* [THE PROBLEM]: Starting at the line that contains "the house window." and ending after the line that contains "(1022, 372)", reproduce those lines with "street light pole" swapped for "lamppost" and nothing else altered.

-- Start INFORMATION PROVIDED --

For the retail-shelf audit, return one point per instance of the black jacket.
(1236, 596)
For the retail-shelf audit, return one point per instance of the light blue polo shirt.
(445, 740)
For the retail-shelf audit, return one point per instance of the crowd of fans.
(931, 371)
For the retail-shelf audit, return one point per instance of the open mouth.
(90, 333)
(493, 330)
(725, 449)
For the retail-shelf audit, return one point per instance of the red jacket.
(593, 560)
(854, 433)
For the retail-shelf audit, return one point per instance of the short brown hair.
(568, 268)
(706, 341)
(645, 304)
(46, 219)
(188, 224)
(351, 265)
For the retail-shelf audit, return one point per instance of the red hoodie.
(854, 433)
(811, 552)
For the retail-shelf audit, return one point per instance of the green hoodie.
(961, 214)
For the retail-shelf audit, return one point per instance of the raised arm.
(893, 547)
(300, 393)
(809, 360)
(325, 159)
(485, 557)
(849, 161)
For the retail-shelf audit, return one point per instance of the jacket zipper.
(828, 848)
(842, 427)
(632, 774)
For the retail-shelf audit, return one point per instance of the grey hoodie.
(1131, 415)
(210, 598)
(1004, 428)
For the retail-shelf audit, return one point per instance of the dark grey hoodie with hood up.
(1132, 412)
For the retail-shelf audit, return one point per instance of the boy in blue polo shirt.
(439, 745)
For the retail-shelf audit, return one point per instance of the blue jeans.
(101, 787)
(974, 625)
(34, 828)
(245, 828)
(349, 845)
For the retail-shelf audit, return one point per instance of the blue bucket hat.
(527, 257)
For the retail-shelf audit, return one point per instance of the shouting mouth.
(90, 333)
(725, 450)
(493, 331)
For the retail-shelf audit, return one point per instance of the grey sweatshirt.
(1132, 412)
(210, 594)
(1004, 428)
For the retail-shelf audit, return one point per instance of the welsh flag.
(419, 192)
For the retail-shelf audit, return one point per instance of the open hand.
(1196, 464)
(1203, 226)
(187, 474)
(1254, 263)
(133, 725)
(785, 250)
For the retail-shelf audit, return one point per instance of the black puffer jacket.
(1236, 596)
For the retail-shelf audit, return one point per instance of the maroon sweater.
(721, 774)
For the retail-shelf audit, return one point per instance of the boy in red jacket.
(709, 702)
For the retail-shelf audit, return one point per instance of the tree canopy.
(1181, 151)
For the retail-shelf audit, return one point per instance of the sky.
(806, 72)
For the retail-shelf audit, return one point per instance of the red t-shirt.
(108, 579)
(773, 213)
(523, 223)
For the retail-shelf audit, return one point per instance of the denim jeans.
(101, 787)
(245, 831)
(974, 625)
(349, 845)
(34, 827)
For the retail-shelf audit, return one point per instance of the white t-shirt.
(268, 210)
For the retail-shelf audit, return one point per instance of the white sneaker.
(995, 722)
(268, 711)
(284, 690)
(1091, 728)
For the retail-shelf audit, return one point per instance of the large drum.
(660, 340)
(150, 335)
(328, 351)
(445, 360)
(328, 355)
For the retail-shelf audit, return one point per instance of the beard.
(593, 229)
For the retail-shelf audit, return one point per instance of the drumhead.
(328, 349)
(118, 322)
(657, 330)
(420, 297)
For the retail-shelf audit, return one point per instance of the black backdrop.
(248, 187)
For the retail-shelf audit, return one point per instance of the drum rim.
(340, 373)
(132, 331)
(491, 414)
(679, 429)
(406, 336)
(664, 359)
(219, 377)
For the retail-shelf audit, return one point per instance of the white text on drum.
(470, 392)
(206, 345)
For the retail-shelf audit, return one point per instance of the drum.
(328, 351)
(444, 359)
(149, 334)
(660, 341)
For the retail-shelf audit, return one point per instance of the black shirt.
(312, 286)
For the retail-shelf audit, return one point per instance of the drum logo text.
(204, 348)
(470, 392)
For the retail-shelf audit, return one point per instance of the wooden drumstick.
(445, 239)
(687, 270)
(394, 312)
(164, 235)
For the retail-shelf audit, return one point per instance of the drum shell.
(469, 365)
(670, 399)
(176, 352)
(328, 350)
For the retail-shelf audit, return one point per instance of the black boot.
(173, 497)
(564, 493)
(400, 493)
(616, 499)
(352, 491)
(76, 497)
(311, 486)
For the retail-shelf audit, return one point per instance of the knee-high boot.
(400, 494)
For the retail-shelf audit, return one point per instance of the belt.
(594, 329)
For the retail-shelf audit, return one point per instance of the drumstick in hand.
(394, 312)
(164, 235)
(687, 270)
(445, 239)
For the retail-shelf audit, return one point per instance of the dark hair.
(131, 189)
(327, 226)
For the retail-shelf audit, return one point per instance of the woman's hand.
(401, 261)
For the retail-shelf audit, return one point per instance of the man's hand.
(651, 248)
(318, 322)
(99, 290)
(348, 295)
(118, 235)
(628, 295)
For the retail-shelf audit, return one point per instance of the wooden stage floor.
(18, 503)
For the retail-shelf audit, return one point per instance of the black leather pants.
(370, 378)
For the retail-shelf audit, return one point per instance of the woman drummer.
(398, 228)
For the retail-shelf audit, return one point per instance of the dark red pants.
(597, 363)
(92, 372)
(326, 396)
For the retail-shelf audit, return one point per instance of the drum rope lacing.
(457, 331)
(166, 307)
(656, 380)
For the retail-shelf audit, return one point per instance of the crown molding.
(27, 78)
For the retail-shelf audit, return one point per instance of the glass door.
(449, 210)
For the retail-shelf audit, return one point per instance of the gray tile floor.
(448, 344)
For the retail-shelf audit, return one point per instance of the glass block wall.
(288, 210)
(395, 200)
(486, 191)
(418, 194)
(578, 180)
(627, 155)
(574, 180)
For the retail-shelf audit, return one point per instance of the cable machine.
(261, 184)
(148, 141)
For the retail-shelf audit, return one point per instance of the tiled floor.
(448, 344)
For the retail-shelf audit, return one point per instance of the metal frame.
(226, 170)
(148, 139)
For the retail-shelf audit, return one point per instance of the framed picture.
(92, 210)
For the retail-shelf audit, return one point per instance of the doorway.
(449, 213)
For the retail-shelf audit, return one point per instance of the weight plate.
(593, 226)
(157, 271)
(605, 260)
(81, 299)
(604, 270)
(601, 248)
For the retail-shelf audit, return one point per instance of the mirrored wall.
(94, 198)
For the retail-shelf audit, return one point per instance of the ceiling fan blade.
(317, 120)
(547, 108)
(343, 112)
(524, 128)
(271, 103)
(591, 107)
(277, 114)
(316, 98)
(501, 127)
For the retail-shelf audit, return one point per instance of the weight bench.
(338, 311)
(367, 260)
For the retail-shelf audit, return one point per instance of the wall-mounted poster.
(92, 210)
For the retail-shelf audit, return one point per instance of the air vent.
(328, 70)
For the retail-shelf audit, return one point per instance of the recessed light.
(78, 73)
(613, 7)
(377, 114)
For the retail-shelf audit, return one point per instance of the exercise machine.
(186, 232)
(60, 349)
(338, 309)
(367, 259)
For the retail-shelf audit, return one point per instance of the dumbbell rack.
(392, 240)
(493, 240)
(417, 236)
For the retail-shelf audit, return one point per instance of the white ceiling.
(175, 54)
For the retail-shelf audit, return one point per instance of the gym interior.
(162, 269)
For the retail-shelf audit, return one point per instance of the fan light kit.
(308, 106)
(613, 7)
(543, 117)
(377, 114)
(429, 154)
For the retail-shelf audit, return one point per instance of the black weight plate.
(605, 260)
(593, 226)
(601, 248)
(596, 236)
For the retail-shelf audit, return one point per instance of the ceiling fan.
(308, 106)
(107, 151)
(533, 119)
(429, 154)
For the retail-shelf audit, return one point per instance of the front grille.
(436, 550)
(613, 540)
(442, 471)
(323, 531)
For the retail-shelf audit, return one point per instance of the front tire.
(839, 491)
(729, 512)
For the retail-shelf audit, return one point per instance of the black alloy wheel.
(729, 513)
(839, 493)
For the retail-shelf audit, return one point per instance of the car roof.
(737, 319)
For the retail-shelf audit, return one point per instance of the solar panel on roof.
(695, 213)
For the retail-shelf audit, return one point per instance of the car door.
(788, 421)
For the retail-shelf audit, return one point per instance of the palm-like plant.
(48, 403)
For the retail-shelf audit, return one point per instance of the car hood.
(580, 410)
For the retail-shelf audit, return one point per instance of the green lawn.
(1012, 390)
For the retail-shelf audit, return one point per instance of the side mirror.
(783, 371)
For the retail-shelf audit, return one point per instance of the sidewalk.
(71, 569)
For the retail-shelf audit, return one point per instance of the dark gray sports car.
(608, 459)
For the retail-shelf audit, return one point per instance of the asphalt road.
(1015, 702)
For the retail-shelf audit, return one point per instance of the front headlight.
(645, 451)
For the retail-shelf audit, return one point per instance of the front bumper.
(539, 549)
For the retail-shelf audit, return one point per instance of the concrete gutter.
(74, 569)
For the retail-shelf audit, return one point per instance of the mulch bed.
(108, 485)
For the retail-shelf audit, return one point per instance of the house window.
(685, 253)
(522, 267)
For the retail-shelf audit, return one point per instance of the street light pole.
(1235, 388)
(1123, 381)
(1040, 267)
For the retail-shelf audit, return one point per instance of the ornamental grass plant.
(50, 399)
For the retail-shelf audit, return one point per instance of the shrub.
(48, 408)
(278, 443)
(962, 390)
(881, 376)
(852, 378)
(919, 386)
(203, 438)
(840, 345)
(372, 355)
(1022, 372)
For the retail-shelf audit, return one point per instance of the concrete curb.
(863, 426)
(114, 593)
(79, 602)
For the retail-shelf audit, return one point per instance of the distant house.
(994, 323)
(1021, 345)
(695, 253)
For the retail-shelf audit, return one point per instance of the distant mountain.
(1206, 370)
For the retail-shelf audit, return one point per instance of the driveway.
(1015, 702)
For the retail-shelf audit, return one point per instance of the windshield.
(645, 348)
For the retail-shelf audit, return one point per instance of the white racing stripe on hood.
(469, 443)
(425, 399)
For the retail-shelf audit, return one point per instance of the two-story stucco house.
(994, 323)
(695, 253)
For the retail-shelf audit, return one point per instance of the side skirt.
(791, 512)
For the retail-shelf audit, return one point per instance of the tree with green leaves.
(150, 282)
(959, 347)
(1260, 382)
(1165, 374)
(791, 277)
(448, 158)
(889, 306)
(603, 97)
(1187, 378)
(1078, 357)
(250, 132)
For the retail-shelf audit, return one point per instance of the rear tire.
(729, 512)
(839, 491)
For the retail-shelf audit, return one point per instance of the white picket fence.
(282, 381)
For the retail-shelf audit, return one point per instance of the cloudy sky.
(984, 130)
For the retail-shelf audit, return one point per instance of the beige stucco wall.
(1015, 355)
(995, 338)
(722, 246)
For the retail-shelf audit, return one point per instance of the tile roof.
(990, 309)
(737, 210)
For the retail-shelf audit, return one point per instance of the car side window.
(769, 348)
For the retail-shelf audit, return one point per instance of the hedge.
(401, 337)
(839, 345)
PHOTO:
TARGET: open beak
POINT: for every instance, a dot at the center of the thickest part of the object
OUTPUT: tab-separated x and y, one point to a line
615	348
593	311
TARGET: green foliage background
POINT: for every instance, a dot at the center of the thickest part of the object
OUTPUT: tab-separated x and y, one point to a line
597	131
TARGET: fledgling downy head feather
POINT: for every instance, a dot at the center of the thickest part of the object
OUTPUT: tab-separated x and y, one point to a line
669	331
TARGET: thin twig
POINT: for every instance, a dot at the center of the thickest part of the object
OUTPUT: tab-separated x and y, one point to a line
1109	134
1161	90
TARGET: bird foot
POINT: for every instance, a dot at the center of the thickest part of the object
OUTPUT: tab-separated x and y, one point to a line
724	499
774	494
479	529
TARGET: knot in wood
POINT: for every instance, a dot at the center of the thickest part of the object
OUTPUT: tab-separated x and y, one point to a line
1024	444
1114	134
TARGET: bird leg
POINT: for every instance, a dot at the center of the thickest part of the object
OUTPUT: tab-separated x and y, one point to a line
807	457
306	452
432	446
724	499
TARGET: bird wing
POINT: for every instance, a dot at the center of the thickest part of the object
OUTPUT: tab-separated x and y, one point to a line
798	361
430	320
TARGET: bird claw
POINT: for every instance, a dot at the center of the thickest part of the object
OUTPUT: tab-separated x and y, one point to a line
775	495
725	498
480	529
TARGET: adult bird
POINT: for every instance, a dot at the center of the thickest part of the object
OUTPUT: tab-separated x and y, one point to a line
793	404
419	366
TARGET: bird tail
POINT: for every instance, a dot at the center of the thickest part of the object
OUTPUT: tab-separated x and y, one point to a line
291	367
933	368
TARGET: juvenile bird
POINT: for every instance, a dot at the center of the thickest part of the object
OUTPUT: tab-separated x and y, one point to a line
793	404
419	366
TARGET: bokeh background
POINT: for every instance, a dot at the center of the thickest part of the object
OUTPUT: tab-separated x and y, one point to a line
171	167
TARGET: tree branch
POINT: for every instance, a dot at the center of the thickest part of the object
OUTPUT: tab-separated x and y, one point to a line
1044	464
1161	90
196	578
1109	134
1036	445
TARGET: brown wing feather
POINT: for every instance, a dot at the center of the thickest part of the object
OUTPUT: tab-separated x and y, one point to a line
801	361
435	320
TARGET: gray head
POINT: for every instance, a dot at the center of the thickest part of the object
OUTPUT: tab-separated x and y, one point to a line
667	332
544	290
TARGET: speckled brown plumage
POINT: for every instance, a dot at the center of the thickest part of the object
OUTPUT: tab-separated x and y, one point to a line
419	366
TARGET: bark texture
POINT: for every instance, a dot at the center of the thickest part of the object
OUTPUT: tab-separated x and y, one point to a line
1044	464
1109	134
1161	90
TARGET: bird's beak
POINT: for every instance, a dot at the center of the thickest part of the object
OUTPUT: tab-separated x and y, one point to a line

-- End INFORMATION PROVIDED --

* [EXERCISE RESULT]:
For the retail-shelf audit, return one point per instance of the house window.
(685, 253)
(522, 267)
For the retail-shelf audit, return one point per instance of the lamppost.
(1235, 388)
(1123, 381)
(1040, 267)
For the retail-shelf audit, return one point per instance of the ornamental grass plant.
(50, 399)
For the retail-shelf audit, return one point per instance of the shrub.
(48, 408)
(278, 443)
(962, 390)
(881, 376)
(852, 378)
(919, 386)
(203, 438)
(840, 345)
(372, 355)
(1022, 372)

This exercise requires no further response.